● Listed records
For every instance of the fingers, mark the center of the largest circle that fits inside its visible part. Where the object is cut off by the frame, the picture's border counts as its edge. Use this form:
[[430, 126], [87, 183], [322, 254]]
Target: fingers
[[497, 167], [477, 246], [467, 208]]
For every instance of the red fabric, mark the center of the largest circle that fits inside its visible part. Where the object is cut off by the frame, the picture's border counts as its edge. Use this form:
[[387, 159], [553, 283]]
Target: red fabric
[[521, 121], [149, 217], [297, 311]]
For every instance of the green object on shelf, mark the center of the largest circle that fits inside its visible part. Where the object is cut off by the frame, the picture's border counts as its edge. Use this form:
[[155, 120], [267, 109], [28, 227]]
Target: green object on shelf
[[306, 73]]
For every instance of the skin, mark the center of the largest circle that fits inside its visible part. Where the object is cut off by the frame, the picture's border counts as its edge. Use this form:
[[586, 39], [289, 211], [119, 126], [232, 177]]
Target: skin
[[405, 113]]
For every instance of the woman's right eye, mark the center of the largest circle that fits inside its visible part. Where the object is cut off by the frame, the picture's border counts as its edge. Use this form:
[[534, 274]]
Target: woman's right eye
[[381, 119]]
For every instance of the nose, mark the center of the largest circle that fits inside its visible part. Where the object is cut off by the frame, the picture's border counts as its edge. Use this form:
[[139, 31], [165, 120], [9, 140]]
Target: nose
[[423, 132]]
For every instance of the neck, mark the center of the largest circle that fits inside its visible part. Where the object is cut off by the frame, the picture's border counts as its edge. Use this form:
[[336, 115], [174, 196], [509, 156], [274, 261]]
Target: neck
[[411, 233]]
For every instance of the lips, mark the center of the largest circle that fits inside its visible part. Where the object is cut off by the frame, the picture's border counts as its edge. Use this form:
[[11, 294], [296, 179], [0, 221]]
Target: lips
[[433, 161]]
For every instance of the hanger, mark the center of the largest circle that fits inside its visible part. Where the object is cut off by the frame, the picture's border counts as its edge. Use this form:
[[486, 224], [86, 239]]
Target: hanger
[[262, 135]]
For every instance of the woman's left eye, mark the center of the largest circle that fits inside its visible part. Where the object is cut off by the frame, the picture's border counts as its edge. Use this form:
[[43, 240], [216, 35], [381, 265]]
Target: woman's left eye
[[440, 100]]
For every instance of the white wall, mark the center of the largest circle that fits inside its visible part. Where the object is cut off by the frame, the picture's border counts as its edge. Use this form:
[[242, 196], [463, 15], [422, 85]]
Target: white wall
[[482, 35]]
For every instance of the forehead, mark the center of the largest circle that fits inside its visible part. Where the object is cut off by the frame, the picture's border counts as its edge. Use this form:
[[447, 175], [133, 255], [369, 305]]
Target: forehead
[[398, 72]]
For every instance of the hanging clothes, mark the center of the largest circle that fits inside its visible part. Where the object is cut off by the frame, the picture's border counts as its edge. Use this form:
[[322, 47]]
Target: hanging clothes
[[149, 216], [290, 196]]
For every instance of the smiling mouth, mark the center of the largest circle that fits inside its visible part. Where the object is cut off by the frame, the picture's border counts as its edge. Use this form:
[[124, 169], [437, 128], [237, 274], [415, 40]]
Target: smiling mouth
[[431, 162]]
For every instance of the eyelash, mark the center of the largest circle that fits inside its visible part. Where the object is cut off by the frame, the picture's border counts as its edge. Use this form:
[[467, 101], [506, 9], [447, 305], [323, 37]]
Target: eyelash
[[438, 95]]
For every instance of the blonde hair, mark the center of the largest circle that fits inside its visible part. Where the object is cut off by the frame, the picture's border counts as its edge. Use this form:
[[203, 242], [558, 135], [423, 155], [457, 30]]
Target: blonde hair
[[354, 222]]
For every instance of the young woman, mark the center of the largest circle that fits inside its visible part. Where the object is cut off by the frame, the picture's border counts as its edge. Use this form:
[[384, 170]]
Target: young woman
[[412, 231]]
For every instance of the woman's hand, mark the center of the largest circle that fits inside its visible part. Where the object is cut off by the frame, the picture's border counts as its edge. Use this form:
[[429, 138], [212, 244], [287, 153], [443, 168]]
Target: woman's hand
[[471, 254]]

● Required action
Word for word, return the entire set of entries.

● Solution
For every instance of the fingers, mark the center of the largest circle that fits inside its visible part. Where the object is cut off by the frame, the picture's border counts as its edge. Use this form:
[[430, 126], [87, 183], [322, 254]]
Target: fingers
[[497, 167], [477, 246], [467, 208]]
For every instance of the red fabric, mark the center of the largest circle that fits inside its visible part. Where the object is cut off by the frame, the picture's border counts as its edge. Use this form:
[[387, 159], [553, 283]]
Target: red fabric
[[521, 121], [149, 217], [297, 311]]
For every instance of the green object on shelf, mark the center of the largest circle that fits inside its visible part. Where the object is cut off by the frame, the picture's border counts as its edge. Use this form:
[[155, 120], [267, 109], [28, 227]]
Target: green object on shelf
[[306, 73]]
For every instance of the skin, mark the center of the largest circle that fits inside its visible part. Where the object is cut off by the frame, the picture's border counts as its edge. Use this form:
[[586, 39], [289, 211], [119, 126], [232, 177]]
Target: skin
[[405, 113]]
For every instance of the woman's right eye, mark the center of the largest circle that fits inside its visible part. Where the object is cut off by the frame, the picture's border counts as its edge. Use this form:
[[534, 274]]
Target: woman's right eye
[[381, 119]]
For every instance of the nose, mark the center of the largest circle that fits inside its visible part. Where the object is cut off by the frame, the picture's border counts as its edge. Use this form:
[[139, 31], [165, 120], [9, 140]]
Target: nose
[[423, 132]]
For every instance of the neck, mark the center of the largest circle that fits inside its visible part. Where the object is cut off by the frame, the picture's border counts as its edge. Use this form:
[[336, 115], [174, 196], [509, 156], [274, 261]]
Target: neck
[[411, 233]]
For every instance of the lips, mark the center of the largest circle that fits inside its visible part. Where the object is cut off by the frame, the picture's border counts as its edge. Use this form:
[[11, 294], [296, 179], [0, 221]]
Target: lips
[[433, 161]]
For every instance of the hanger, mark the center of the largest circle that fits inside its visible part. Where the object is cut off by the frame, the picture's border counts as its edge. Use this form:
[[486, 224], [86, 239]]
Target: hanger
[[262, 135]]
For every instance of the woman's left eye, mark the center of the largest circle that fits inside its visible part. Where the object is cut off by the frame, the picture's border counts as its edge. Use this form:
[[43, 240], [216, 35], [381, 265]]
Target: woman's left eye
[[440, 100]]
For every instance of the white wall, mark the center of the largest circle that fits inside its visible part. Where the object is cut off by the frame, the picture's border counts as its edge. Use this form:
[[242, 196], [463, 15], [422, 85]]
Target: white wall
[[482, 35]]
For every instance of the forehead, mark the center of the largest circle that fits inside its visible part. Where the object is cut off by the frame, the picture's border counts as its edge. Use this form:
[[447, 175], [133, 255], [369, 305]]
Target: forehead
[[398, 72]]
For every instance of the hanging clothes, mark the center of the largest circle that fits inside its visible part. Where the object is cut off by the frame, the picture's border counts as its edge. Use this form:
[[322, 47]]
Target: hanging clothes
[[149, 216], [290, 196]]
For every instance of the smiling mouth, mark the center of the largest circle that fits inside its visible part. Where the object is cut off by the frame, the picture's border counts as its edge. Use this form:
[[124, 169], [437, 128], [237, 274], [415, 40]]
Target: smiling mouth
[[431, 162]]
For every instance of the eyelash, mark the center of the largest circle that fits inside its visible part. Where the object is cut off by the frame, the picture's border counts as its edge. Use this form:
[[467, 101], [506, 9], [447, 305], [323, 37]]
Target: eyelash
[[438, 95]]
For every instance of the blonde hair, mark the center of the largest circle that fits inside its visible part. Where the object is cut off by the frame, the picture's border counts as its edge. Use this form:
[[203, 242], [558, 135], [423, 155], [457, 30]]
Target: blonde hair
[[354, 222]]
For every instance of the young woman, mark the center of the largest circle that fits inside its visible part. Where the object is cut off by the frame, the picture's border counts as its edge. Use this form:
[[384, 170]]
Target: young woman
[[412, 231]]
For every instance of the woman's hand, mark the center of the largest circle that fits inside its visible part. Where the object is cut off by the frame, the picture's border counts as its edge. Use this form:
[[429, 138], [212, 244], [287, 153], [443, 168]]
Target: woman's hand
[[471, 254]]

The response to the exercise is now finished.